- [PROBLEM DESCRIPTION]: Pick out each line below that contains the string "sleeve", treating uppercase and lowercase as different, and copy those lines in full.

- [RECORD EXCERPTS]:
****
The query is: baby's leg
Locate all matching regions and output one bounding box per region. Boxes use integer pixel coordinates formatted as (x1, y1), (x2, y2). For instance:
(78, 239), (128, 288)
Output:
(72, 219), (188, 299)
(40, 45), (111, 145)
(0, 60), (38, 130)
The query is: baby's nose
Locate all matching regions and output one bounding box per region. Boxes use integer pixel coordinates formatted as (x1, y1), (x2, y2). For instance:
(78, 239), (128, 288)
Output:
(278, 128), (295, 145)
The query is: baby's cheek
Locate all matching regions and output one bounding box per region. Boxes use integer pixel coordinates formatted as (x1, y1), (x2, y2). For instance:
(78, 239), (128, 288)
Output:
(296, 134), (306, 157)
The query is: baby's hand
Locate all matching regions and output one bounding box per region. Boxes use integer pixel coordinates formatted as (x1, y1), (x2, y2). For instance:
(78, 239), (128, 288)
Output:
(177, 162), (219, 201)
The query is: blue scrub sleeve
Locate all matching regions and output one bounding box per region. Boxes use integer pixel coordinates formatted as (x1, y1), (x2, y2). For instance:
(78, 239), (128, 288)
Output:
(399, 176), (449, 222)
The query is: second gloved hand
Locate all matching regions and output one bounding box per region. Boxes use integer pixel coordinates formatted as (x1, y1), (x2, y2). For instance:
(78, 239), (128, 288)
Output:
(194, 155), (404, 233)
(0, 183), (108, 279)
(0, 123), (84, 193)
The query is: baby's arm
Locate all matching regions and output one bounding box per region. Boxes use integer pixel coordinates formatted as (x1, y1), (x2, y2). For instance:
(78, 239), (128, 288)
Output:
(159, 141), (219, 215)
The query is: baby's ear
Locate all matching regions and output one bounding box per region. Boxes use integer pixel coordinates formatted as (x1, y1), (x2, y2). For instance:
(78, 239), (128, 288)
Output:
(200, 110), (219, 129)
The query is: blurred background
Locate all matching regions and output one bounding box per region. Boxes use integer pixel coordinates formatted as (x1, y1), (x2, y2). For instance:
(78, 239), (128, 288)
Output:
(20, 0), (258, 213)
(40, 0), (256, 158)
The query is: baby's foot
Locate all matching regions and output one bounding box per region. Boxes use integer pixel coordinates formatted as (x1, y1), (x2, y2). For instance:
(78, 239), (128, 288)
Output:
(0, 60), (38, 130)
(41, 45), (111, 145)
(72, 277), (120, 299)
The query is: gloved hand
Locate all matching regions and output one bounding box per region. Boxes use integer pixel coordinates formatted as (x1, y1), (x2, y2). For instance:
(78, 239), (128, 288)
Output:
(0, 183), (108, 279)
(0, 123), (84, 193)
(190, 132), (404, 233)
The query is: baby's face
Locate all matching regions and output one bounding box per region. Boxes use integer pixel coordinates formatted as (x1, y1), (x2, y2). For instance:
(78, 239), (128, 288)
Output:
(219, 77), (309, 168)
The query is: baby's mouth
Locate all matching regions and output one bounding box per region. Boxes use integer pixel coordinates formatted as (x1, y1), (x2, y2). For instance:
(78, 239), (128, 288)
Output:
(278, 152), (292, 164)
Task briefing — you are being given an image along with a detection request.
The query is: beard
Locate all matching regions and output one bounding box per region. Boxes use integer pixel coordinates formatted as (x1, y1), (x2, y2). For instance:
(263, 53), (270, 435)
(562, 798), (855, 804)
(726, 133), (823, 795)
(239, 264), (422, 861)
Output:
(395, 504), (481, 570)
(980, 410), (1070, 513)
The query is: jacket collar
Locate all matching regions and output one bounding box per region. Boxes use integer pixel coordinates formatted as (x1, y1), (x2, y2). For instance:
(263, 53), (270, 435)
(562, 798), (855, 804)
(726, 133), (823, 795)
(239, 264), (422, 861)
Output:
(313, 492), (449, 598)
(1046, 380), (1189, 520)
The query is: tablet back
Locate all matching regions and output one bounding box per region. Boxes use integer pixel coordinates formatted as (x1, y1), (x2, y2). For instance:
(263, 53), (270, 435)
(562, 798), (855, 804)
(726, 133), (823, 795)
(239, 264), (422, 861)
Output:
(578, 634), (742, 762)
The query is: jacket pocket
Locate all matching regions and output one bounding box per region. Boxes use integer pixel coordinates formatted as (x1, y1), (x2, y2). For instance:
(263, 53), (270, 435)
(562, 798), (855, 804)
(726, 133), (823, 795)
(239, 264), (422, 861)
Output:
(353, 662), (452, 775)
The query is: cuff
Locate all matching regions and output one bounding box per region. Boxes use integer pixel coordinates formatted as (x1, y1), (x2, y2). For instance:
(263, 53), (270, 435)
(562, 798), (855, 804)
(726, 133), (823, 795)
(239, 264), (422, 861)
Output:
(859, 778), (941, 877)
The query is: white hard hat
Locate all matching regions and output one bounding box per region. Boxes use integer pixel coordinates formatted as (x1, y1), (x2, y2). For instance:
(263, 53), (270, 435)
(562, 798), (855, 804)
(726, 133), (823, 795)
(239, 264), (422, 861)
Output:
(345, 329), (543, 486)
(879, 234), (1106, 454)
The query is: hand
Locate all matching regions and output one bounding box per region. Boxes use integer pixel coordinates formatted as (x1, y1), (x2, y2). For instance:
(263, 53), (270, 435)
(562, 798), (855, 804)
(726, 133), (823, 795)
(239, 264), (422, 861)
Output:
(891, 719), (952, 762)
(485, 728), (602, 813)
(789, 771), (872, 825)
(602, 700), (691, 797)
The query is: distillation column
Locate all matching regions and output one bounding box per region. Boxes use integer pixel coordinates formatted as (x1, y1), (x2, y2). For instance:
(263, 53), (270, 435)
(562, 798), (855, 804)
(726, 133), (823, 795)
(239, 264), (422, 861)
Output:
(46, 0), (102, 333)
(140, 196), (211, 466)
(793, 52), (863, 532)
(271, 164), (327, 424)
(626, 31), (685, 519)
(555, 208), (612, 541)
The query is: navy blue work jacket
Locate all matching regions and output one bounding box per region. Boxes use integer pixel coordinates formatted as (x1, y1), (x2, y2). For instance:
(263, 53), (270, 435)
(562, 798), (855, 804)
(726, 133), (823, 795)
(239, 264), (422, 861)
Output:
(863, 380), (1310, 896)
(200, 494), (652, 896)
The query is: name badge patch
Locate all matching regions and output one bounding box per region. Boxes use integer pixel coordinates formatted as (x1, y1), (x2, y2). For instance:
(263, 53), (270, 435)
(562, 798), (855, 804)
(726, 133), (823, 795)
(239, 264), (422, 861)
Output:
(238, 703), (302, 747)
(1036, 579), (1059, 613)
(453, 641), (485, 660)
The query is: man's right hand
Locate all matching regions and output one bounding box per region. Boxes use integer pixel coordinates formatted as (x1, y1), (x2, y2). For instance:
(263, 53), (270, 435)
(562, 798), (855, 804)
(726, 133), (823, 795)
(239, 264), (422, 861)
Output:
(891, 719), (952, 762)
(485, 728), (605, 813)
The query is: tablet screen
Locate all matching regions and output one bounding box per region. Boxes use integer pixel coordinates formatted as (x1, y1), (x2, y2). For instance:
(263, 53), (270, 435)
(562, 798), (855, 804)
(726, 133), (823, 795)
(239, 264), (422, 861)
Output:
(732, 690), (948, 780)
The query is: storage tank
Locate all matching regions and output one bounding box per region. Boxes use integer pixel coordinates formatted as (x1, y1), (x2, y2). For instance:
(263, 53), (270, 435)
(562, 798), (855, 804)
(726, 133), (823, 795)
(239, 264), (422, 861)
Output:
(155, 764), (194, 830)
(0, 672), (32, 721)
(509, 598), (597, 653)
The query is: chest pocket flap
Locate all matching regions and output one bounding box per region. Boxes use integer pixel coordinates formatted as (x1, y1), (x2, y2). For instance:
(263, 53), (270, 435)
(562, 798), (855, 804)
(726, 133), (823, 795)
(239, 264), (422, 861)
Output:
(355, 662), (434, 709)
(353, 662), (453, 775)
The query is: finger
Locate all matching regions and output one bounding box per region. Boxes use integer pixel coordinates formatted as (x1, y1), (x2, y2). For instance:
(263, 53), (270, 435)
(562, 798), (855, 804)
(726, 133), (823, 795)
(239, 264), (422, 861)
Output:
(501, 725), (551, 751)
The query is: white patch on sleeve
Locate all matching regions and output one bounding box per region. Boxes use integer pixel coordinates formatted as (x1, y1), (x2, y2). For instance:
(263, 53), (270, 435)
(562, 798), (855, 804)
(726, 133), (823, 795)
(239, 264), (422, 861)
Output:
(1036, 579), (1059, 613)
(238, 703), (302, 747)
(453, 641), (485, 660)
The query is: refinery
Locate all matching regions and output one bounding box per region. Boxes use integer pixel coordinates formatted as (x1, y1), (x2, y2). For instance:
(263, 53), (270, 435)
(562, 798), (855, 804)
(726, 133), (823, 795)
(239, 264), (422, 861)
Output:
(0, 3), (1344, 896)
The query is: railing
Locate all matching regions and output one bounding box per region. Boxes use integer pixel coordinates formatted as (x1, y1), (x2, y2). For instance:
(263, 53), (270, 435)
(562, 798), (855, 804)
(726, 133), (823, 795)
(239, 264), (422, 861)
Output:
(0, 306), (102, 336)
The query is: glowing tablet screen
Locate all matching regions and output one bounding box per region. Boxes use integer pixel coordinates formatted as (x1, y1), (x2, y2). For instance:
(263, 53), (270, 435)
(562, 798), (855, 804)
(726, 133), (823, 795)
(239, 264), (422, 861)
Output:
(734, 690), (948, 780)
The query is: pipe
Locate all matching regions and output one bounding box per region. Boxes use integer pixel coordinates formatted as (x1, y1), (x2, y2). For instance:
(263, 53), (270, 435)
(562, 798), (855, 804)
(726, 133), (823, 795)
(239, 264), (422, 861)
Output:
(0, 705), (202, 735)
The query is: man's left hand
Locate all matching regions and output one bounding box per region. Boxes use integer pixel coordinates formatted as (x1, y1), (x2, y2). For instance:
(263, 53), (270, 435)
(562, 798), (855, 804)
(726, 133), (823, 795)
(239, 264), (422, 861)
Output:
****
- [COMPLETE ANSWER]:
The query is: blue scrub sleeve
The query is: white patch on sleeve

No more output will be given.